**EXERCISE**
Copy every entry word for word, but skip the pictures.

**RECORDS FOR PROCESSING**
------------

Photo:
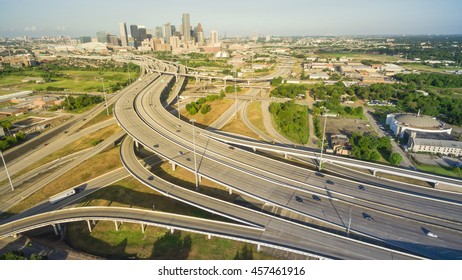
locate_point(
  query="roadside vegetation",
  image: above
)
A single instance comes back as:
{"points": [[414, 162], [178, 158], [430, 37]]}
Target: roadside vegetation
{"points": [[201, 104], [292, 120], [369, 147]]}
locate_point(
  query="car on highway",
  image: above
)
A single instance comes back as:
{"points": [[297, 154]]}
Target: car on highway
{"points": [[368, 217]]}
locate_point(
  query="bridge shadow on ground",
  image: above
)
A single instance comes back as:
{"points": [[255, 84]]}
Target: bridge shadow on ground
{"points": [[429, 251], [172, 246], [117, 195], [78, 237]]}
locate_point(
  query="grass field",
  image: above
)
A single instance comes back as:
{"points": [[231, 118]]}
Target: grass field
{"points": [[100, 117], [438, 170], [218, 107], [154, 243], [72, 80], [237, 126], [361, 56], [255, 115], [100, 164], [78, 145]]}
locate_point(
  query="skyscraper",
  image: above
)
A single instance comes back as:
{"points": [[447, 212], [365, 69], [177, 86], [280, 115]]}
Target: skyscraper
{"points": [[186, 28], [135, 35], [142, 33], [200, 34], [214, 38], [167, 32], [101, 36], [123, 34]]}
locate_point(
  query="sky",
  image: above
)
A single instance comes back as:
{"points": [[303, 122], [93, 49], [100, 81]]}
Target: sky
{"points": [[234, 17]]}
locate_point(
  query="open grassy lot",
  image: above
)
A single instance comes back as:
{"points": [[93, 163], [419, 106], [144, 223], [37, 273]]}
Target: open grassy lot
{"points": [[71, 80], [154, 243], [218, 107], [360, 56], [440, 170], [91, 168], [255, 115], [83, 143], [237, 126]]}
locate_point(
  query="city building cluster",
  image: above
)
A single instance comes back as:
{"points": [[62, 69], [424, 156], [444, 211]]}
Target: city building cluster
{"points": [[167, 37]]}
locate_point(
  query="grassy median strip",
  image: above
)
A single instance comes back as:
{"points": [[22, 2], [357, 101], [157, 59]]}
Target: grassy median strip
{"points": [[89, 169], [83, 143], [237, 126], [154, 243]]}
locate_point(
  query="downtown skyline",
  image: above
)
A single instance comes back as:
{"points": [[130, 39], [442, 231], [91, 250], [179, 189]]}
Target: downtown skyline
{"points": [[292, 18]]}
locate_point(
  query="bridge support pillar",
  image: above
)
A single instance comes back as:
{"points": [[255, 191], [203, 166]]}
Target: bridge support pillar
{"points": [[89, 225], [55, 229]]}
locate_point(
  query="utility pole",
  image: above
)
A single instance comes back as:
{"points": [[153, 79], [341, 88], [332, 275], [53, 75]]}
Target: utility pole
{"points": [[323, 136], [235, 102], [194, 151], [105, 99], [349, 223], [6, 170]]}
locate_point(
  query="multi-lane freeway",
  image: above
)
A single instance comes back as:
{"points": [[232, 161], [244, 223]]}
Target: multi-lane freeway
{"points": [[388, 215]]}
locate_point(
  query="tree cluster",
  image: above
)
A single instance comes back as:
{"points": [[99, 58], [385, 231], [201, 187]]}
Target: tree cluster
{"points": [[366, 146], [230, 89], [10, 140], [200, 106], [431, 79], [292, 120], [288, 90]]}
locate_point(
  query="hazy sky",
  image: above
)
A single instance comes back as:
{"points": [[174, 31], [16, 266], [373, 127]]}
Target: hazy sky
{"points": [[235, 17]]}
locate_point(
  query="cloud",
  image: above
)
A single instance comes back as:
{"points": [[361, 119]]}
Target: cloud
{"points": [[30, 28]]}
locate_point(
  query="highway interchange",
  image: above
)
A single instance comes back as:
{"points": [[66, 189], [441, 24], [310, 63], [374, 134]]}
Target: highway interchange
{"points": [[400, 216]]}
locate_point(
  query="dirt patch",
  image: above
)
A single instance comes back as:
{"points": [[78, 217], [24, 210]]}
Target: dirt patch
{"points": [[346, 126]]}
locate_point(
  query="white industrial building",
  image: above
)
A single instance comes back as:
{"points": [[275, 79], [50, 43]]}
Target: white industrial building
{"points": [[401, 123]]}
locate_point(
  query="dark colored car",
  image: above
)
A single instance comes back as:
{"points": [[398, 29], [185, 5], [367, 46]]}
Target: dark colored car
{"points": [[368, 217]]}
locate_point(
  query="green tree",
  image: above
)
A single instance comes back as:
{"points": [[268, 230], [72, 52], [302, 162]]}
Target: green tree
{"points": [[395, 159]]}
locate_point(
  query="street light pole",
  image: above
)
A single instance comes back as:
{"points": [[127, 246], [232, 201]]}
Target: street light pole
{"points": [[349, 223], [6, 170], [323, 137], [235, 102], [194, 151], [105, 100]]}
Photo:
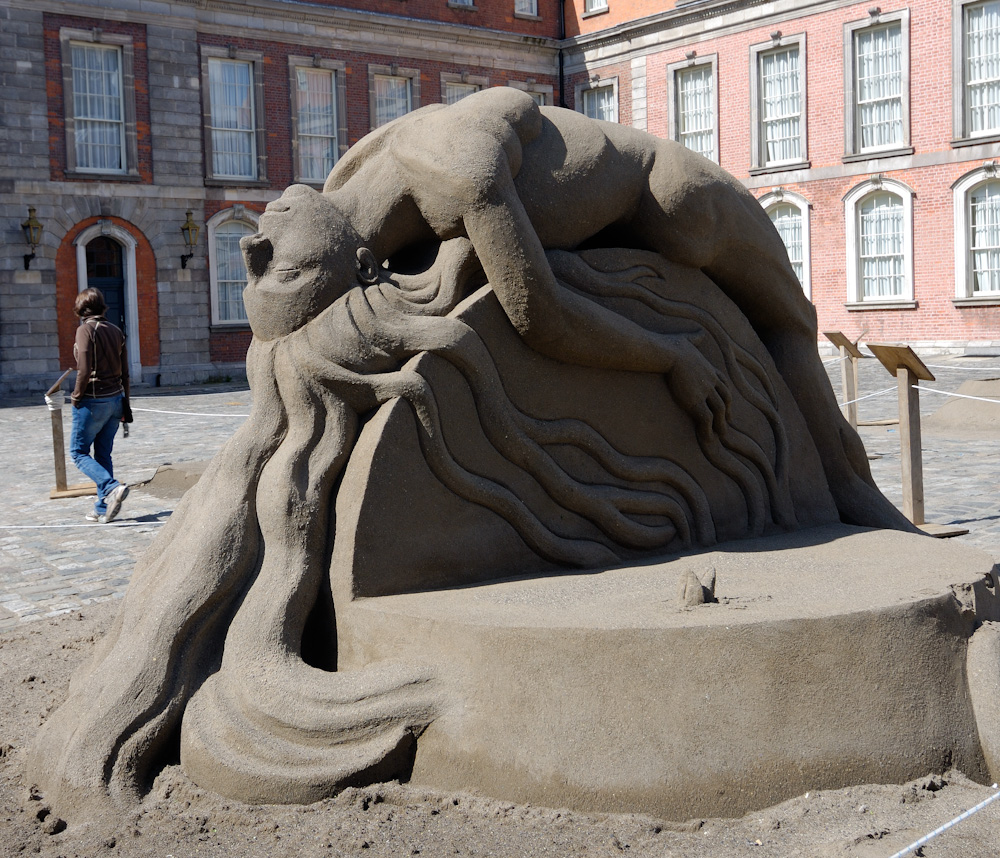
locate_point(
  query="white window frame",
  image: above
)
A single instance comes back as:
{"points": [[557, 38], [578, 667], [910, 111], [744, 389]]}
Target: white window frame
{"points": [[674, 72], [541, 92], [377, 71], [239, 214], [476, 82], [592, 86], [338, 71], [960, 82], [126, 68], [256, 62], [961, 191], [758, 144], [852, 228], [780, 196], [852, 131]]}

------------

**RESULT**
Photo:
locate_point(
  query="roadside vegetation",
  image: above
)
A single instance comes back as:
{"points": [[414, 162], [178, 158], [430, 37]]}
Target: roadside vegetation
{"points": [[201, 104], [292, 120], [369, 147]]}
locate_point(
  query="car on highway",
  image: above
)
A single instance comes back as:
{"points": [[297, 154]]}
Target: car on highway
{"points": [[368, 217]]}
locate_point(
  query="bridge shadow on ground",
  image: above
)
A single instance comes back as:
{"points": [[255, 84]]}
Target: bridge shadow on ground
{"points": [[429, 251], [172, 246], [117, 195], [78, 237]]}
locate_point(
  query="grass field",
  image: above
)
A single instance comes back as:
{"points": [[231, 118]]}
Target: grass field
{"points": [[100, 117], [438, 170], [218, 107], [154, 243], [72, 80], [237, 126], [361, 56], [255, 115], [100, 164], [78, 145]]}
locate_point(
  query="skyscraper",
  image: above
)
A single instance comes back as:
{"points": [[447, 212], [365, 69], [177, 86], [280, 115]]}
Target: skyscraper
{"points": [[186, 28], [135, 35], [142, 33], [200, 34], [214, 38], [167, 32], [101, 36], [123, 34]]}
locate_point(
  query="sky",
  image: above
)
A single instance comes back as:
{"points": [[303, 122], [93, 49], [100, 81]]}
Target: sky
{"points": [[234, 17]]}
locate_point(
  query="open grassy lot",
  image: above
)
A single instance comes back as:
{"points": [[93, 163], [419, 106], [144, 223], [37, 273]]}
Target: open grassy lot
{"points": [[71, 80], [154, 243], [218, 107], [360, 56], [440, 170], [91, 168], [255, 115], [83, 143], [237, 126]]}
locate_point(
  query="city building cluster",
  image: above
)
A single instance comes back as:
{"points": [[62, 69], [424, 156], [444, 211]]}
Target: city building cluster
{"points": [[167, 37]]}
locate_point(
  query="grassy median strip",
  image: above
)
A single instance comes back as:
{"points": [[22, 2], [357, 101], [157, 59]]}
Target: grassy median strip
{"points": [[89, 169], [83, 143], [237, 126], [154, 243]]}
locate_point(
  query="downtown skyline",
  image: above
)
A single instance comes back as:
{"points": [[130, 39], [442, 231], [91, 250], [179, 189]]}
Target: downtown skyline
{"points": [[292, 18]]}
locate_point(
  query="bridge support pillar",
  image: above
)
A single instance comes back as:
{"points": [[255, 191], [203, 166]]}
Target: bridge support pillar
{"points": [[89, 225], [55, 229]]}
locate_point(
  query="utility pole",
  image: above
)
A single instance comes back as:
{"points": [[153, 79], [341, 88], [332, 275], [53, 75]]}
Target: utility pole
{"points": [[323, 136], [235, 102], [194, 151], [105, 99], [349, 223], [6, 170]]}
locate_point(
  query="multi-lane freeway",
  image: above
)
A single instance comes back as:
{"points": [[232, 161], [244, 223]]}
Target: multi-lane freeway
{"points": [[388, 215]]}
locate_point(
  query="tree cluster",
  image: above
)
A single instance comes back as:
{"points": [[99, 58], [385, 231], [201, 187]]}
Target: tree cluster
{"points": [[366, 146], [230, 89], [10, 140], [200, 106], [431, 79], [292, 120], [288, 90]]}
locate_point(
  query="hazy sky",
  image: above
)
A single instance comes back as:
{"points": [[174, 31], [16, 266], [373, 127]]}
Target: hazy sky
{"points": [[235, 17]]}
locate_point(
  query="cloud",
  image: above
)
A single instance comes back as:
{"points": [[361, 119]]}
Target: cloud
{"points": [[30, 28]]}
locate_point(
  query="highway interchange",
  image: above
)
A single instance comes back as:
{"points": [[66, 189], [441, 24], [310, 63], [374, 134]]}
Target: highway interchange
{"points": [[400, 216]]}
locate_point(
  query="dirt patch",
  image: above
)
A single instance comes back as:
{"points": [[78, 217], [24, 210]]}
Target: dirt patch
{"points": [[346, 126]]}
locate_point(
  query="white industrial building",
  image: above
)
A single instance comes back as:
{"points": [[275, 79], [50, 43]]}
Target: white industrial building
{"points": [[401, 123]]}
locate_point(
  query="dark colored car",
  image: above
)
A single instance comes back as:
{"points": [[398, 29], [185, 5], [367, 46]]}
Target: dark colored car
{"points": [[368, 217]]}
locate_point(
  query="green tree",
  image: above
)
A single instance comes back as:
{"points": [[268, 230], [72, 52], [302, 162]]}
Target: green tree
{"points": [[395, 159]]}
locate_point(
  query="street light pole",
  image: above
)
A single instance comes back as:
{"points": [[127, 246], [232, 201]]}
Target: street light pole
{"points": [[349, 223], [6, 170], [323, 137], [235, 102], [194, 151], [105, 100]]}
Photo:
locate_point(
  query="white window frame",
  image: above
)
A single instance comes back as:
{"points": [[557, 38], [578, 667], [910, 111], [744, 389]]}
Target: white window frame
{"points": [[674, 72], [541, 92], [377, 71], [239, 214], [476, 82], [592, 86], [338, 71], [960, 82], [126, 68], [256, 62], [961, 191], [758, 144], [852, 228], [780, 196], [852, 131]]}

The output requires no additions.